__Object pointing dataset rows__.
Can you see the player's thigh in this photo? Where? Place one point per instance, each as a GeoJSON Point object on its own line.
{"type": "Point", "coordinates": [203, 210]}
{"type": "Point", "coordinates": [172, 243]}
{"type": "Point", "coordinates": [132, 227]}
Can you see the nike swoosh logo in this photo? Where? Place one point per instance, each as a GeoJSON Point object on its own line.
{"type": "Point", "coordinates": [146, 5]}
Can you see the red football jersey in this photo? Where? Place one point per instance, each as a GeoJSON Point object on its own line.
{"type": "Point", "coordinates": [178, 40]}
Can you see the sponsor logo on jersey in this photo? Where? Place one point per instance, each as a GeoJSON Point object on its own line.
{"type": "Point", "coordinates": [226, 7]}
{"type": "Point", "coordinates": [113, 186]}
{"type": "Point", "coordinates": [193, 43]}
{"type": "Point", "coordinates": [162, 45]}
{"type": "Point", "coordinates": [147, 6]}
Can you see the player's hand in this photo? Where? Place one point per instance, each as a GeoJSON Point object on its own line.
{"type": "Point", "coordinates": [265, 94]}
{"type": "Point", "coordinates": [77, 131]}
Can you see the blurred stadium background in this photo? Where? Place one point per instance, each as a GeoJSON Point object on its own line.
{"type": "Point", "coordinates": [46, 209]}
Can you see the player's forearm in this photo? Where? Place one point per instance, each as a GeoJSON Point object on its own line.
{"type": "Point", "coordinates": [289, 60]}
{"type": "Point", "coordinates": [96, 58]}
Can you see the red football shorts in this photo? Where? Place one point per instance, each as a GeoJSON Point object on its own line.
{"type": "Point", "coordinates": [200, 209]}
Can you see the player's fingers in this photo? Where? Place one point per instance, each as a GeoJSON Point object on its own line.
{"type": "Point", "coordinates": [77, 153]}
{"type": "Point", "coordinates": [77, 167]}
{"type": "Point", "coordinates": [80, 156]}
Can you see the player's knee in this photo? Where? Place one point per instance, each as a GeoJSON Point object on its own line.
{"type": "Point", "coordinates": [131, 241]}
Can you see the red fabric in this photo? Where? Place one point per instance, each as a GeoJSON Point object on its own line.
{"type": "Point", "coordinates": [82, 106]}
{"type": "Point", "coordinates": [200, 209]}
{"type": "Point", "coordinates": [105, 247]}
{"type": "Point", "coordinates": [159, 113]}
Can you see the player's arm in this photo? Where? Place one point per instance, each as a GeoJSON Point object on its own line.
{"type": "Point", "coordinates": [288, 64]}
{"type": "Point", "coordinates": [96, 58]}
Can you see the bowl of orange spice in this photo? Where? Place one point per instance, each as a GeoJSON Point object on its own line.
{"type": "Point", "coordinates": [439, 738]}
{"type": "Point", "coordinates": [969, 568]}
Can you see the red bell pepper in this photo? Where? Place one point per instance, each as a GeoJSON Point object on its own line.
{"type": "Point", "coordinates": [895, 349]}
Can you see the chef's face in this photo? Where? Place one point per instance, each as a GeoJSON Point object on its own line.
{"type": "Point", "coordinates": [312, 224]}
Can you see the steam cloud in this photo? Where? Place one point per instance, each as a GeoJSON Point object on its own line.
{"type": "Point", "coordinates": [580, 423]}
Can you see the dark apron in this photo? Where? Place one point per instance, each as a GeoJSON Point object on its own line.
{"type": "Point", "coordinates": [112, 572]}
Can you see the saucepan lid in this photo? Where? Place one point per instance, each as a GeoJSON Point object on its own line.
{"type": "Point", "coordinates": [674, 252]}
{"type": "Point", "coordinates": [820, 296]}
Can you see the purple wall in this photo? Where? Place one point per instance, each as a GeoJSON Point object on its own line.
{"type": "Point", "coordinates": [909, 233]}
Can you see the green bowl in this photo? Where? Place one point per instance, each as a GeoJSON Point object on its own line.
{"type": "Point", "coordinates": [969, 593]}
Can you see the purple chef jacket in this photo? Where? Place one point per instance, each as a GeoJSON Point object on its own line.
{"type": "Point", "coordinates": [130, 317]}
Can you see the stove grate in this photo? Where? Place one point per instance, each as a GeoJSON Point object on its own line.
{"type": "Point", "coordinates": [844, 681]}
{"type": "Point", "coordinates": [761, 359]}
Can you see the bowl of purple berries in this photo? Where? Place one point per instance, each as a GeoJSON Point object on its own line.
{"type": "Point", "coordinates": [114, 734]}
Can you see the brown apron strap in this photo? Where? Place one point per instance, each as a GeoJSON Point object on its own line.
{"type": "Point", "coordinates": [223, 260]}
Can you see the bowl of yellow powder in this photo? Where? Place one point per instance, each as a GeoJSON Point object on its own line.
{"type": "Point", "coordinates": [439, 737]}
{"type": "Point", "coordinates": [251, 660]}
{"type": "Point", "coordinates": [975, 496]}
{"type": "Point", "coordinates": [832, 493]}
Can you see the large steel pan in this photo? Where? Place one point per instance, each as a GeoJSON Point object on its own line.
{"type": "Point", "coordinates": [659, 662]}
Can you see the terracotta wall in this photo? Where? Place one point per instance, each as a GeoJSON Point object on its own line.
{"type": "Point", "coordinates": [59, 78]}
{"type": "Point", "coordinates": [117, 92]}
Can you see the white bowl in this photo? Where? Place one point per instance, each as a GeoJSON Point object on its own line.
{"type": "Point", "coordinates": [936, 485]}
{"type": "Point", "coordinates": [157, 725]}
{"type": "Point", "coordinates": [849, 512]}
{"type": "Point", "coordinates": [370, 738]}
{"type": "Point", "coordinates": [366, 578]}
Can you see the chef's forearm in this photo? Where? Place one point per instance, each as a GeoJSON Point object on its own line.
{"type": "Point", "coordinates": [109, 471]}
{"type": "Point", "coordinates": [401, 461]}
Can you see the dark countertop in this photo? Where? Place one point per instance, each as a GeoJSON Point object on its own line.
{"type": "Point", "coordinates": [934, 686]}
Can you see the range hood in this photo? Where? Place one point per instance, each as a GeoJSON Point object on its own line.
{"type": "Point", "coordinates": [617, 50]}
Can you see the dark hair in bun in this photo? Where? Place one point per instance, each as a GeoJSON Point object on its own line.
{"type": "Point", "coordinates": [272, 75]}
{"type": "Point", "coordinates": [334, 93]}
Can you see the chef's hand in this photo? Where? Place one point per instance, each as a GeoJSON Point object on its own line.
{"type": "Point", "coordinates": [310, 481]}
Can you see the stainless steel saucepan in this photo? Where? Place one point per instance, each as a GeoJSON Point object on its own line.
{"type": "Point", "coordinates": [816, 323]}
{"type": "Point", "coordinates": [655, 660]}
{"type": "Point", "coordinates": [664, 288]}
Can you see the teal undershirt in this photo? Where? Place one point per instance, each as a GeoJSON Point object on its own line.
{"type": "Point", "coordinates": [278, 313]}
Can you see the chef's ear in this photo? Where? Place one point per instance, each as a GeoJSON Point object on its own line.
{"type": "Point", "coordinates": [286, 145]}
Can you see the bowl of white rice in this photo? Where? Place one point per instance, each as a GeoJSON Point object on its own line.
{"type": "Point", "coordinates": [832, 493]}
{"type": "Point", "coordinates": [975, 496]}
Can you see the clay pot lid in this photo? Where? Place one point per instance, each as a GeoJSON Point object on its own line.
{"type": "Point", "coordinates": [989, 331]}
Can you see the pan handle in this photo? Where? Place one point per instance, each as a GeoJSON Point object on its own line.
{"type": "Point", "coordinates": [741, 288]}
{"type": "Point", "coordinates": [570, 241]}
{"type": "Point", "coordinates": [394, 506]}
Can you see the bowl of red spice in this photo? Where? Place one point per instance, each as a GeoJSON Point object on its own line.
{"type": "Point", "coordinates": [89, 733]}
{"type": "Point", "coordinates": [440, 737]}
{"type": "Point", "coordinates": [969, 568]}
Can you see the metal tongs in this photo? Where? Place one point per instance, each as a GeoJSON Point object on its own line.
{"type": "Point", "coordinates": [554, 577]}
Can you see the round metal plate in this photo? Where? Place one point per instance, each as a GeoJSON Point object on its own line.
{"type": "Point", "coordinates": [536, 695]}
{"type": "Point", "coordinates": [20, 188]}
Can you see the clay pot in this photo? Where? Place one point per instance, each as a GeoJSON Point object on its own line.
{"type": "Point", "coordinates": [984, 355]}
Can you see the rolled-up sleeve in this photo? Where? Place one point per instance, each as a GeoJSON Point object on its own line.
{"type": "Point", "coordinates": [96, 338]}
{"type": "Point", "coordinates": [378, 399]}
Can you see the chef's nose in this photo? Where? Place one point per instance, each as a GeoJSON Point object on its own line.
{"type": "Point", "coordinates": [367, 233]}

__What to do__. Output, unchanged, the lines from the line with "Can you see the teal" through the final line of the material.

__Full response__.
Can you see the teal undershirt in this photo? Where? Place one point per instance, each as a GeoJSON Point object on its own line.
{"type": "Point", "coordinates": [278, 313]}
Can you see the chef's ear in this photo? Where? Place one point per instance, each as a GeoJSON Point object on its own line.
{"type": "Point", "coordinates": [286, 145]}
Can you see the bowl of white rice in this photo? Where? Place one point per instance, each as a GeoJSON Point object on its own line.
{"type": "Point", "coordinates": [832, 493]}
{"type": "Point", "coordinates": [975, 496]}
Can you see the clay pot lid in this photo? Where? Place one point per instance, each as a GeoJSON Point object on its own line.
{"type": "Point", "coordinates": [989, 331]}
Can you see the pan handle in this photo? Where? Place one point per instance, each as a GeoJSON Point object on its own line.
{"type": "Point", "coordinates": [741, 288]}
{"type": "Point", "coordinates": [570, 241]}
{"type": "Point", "coordinates": [394, 506]}
Can you see the bowl of red spice in this photo? Where? Place one point per instance, each as a GeoJSON Point object on its own line.
{"type": "Point", "coordinates": [89, 733]}
{"type": "Point", "coordinates": [440, 737]}
{"type": "Point", "coordinates": [969, 568]}
Can you see the metal tongs in this photo? Where? Place one point per instance, each as a GeoJSON Point object on its own line.
{"type": "Point", "coordinates": [554, 577]}
Can you see the round metal plate in this photo? Where? Place one point per instance, each as a GeoJSON Point object on its own line.
{"type": "Point", "coordinates": [536, 695]}
{"type": "Point", "coordinates": [20, 188]}
Can you see the clay pot in this photo? Where? Place one point per instance, each as a GeoJSON Point object on its own line.
{"type": "Point", "coordinates": [984, 355]}
Can you see the rolled-up sleeve in this photo? Where? Place one point per instance, each as a GeoJSON Point object on its own line.
{"type": "Point", "coordinates": [96, 338]}
{"type": "Point", "coordinates": [378, 399]}
Can you see the chef's nose in this photo? Where? Place one point per instance, each as a GeoJSON Point object on its own line.
{"type": "Point", "coordinates": [367, 233]}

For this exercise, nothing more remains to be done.